* Extrait du texte *

·····

Les conséquences de la privatisation du réseau national de production et de distribution d’énergie électrique au Portugal

Hausse vertigineuse du prix de l’électricité au Portugal et bénéfices obscènes des actionnaires transnationales

12 novembre 2015 par Rui Viana Pereira , Eugénio Rosa


CC - Joao Vasco Almeida

Le développement économique et social d’un pays dépend de l’énergie et de l’efficacité de son usage. […] Voilà pourquoi les sociétés qui dominent le marché de l’énergie sont des entreprises stratégiques, car elles conditionnent non seulement le développement du pays, mais aussi le bien-être des entreprises et des familles, puisque tous les deux ont besoin et consomment de l’énergie.

·····

* Items présentés *
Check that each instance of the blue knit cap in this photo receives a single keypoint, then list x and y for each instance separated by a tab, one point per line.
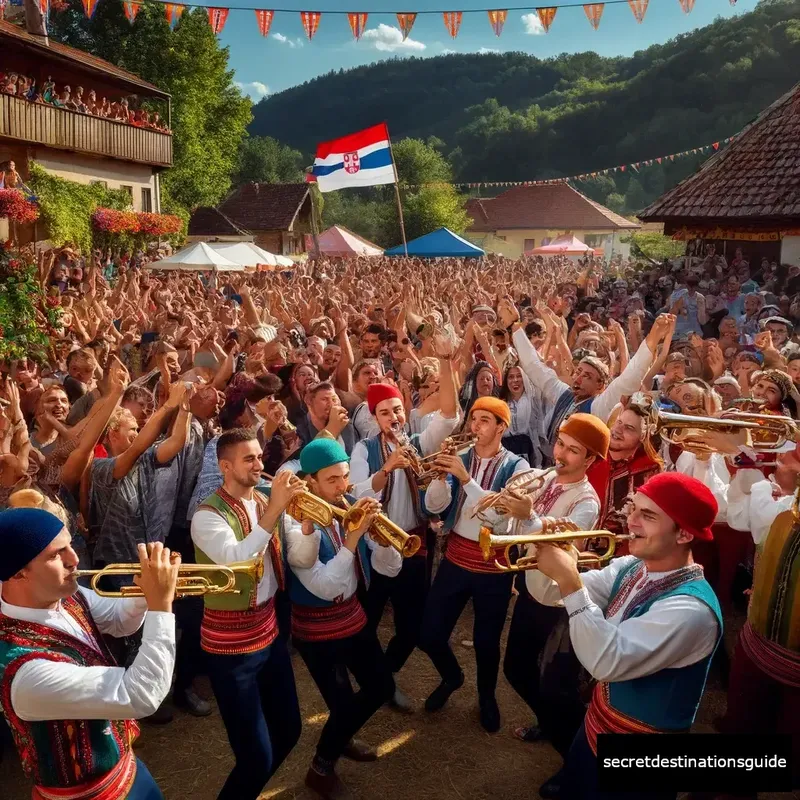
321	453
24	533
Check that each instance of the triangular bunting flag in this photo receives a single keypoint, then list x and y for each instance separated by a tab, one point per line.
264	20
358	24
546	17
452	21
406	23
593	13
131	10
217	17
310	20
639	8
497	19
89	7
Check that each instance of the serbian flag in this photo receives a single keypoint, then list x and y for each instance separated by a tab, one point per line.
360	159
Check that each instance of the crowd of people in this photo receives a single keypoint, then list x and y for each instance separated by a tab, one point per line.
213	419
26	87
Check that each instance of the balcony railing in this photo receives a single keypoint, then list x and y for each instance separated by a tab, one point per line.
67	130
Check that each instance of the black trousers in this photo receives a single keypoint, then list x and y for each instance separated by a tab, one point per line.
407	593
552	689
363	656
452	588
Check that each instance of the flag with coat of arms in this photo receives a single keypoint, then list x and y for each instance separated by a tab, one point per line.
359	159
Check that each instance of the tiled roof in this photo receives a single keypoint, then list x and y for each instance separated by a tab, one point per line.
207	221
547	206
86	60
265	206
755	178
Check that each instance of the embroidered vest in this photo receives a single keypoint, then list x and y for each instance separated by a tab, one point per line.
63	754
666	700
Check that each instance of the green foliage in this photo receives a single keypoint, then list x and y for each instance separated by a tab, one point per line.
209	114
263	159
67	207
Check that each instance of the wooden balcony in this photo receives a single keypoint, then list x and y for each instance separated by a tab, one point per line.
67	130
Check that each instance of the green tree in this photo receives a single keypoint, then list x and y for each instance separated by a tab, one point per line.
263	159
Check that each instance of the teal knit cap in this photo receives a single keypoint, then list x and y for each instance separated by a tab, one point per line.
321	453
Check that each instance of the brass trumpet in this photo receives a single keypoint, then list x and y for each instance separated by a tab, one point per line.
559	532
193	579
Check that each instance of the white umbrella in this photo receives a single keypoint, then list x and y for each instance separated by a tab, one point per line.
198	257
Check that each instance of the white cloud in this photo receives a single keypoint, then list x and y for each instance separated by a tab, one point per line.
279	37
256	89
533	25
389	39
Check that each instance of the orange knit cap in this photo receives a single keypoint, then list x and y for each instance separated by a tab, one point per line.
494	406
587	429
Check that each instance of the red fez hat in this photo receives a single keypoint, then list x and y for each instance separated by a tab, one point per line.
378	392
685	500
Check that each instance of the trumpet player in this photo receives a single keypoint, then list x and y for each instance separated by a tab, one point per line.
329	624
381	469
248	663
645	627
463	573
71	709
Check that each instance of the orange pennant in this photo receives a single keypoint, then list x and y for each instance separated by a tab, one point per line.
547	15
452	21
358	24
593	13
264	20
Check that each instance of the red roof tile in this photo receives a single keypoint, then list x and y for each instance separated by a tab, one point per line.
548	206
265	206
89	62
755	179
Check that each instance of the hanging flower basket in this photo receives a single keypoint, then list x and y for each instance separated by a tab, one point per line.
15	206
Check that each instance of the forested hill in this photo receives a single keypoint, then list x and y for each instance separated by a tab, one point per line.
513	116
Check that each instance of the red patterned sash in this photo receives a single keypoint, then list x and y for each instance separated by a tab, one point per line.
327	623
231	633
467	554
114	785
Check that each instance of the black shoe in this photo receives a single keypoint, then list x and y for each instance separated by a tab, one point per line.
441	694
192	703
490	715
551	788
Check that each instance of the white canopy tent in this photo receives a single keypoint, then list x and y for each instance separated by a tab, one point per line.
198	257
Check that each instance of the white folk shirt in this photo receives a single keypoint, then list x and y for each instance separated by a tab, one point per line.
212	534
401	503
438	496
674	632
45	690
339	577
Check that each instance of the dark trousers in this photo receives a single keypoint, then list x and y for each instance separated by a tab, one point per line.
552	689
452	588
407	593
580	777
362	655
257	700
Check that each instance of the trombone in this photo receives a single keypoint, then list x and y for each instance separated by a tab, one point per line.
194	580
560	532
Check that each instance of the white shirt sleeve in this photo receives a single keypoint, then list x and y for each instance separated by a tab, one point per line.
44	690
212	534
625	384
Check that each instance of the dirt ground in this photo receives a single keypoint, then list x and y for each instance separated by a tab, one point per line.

·····

* Tâches à réaliser *
1. D'après l'extrait, de quoi dépend le développement économique et social d'un pays ?
2. Recopiez le passage de l'extrait situé entre « CC - Joao Vasco » et « consomment de l’énergie. », ces deux bornes comprises.

* Réponses par tâche *
1. De l'énergie et de l'efficacité de son usage.

2.
CC - Joao Vasco Almeida

Le développement économique et social d’un pays dépend de l’énergie et de l’efficacité de son usage. […] Voilà pourquoi les sociétés qui dominent le marché de l’énergie sont des entreprises stratégiques, car elles conditionnent non seulement le développement du pays, mais aussi le bien-être des entreprises et des familles, puisque tous les deux ont besoin et consomment de l’énergie.